- Task details:
Count the lines in the data below that contain the string "mist", treating uppercase and lowercase letters as different. Reply with the number only.

# Raw data start

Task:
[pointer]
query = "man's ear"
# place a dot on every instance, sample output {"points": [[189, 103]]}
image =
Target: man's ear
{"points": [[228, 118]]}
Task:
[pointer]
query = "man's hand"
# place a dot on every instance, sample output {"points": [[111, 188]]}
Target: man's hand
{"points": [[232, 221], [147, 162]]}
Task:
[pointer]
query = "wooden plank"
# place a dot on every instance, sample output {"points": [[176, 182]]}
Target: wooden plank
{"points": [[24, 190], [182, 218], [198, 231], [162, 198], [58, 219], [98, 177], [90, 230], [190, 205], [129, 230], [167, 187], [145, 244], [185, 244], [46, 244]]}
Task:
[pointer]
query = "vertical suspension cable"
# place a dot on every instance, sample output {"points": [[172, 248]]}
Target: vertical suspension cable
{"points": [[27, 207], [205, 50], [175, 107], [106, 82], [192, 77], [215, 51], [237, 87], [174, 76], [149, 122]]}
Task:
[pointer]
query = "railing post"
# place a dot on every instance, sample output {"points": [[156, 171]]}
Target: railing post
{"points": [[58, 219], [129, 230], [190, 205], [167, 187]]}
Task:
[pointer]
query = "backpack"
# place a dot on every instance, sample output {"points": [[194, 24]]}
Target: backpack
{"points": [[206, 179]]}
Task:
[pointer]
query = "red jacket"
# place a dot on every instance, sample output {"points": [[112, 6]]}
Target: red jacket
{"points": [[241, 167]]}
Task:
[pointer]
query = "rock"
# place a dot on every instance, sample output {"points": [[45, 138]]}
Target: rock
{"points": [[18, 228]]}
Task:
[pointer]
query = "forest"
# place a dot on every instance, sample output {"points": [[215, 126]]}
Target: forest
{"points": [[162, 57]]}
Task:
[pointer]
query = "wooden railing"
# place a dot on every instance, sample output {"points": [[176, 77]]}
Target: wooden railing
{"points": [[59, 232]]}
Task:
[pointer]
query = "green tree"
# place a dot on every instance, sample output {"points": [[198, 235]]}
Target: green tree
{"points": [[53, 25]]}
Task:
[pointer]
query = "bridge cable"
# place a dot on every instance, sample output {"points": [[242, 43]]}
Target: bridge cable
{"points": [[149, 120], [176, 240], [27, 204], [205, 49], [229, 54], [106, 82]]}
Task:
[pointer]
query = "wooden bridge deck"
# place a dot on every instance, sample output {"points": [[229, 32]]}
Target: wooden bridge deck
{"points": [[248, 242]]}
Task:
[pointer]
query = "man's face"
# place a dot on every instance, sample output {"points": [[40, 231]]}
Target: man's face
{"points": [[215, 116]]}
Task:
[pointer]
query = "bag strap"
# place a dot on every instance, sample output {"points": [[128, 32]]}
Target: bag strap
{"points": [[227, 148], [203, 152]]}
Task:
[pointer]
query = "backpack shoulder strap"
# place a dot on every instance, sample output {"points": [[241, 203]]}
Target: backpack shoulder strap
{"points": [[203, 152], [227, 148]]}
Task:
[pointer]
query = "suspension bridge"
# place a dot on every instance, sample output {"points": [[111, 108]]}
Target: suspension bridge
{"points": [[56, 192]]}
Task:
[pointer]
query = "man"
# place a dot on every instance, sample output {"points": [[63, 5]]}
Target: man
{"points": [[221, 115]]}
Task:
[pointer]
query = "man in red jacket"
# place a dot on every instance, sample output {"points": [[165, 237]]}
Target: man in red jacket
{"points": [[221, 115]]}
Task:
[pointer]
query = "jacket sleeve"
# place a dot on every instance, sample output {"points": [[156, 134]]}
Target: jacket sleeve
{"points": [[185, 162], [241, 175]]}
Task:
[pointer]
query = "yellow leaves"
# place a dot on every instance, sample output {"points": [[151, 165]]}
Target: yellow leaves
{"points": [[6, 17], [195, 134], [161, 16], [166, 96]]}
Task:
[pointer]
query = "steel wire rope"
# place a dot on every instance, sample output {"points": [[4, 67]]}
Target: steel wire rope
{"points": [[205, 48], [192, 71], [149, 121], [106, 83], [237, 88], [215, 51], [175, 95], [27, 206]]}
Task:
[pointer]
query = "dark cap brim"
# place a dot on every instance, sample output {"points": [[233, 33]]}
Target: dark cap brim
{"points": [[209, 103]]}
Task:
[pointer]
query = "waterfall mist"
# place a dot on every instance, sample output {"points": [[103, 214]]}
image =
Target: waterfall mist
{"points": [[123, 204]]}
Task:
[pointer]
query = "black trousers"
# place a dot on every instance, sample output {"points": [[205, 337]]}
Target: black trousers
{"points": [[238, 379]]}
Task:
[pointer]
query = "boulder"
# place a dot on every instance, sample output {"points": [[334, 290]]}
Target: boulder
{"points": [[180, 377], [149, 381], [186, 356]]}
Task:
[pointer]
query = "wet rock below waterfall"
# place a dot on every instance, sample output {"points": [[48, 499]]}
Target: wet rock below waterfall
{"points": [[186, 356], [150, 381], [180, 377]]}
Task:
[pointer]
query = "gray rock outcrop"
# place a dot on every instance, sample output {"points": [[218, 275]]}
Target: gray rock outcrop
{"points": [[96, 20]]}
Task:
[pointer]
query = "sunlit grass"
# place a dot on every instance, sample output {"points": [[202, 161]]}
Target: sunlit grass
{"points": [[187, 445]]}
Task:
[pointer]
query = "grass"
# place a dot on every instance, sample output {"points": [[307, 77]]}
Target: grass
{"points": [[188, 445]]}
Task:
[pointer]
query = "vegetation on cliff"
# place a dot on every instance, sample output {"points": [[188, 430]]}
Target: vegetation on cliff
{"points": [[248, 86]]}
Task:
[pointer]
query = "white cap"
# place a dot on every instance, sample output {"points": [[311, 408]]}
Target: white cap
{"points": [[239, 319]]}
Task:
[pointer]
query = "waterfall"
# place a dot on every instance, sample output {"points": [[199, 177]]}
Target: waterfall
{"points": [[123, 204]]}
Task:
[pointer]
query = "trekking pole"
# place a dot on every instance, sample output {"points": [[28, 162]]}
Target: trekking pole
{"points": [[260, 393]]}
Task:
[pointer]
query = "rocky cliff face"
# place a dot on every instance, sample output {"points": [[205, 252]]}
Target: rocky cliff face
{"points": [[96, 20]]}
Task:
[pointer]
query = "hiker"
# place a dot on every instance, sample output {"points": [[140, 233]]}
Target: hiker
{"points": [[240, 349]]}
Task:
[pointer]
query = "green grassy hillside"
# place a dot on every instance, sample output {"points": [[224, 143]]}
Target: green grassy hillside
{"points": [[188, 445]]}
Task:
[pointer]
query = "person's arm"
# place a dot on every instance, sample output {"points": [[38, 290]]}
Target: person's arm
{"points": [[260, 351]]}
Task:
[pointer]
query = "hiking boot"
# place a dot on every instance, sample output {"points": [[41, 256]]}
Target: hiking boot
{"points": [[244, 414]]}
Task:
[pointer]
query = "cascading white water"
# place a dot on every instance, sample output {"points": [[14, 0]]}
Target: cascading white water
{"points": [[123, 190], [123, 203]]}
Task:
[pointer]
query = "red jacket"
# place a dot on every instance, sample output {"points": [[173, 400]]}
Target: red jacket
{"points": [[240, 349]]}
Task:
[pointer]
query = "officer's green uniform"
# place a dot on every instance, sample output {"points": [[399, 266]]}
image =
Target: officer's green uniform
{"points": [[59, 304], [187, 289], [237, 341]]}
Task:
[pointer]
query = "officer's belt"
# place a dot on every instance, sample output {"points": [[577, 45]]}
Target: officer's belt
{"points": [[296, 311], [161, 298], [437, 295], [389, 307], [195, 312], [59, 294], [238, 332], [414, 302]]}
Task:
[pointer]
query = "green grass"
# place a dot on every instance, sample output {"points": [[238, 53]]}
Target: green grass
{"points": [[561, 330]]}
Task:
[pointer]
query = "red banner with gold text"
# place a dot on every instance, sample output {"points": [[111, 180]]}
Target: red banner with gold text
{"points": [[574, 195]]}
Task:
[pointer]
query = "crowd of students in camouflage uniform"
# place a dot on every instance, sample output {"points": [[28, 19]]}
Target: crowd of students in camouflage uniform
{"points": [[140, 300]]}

# Raw data end

- Task answer:
2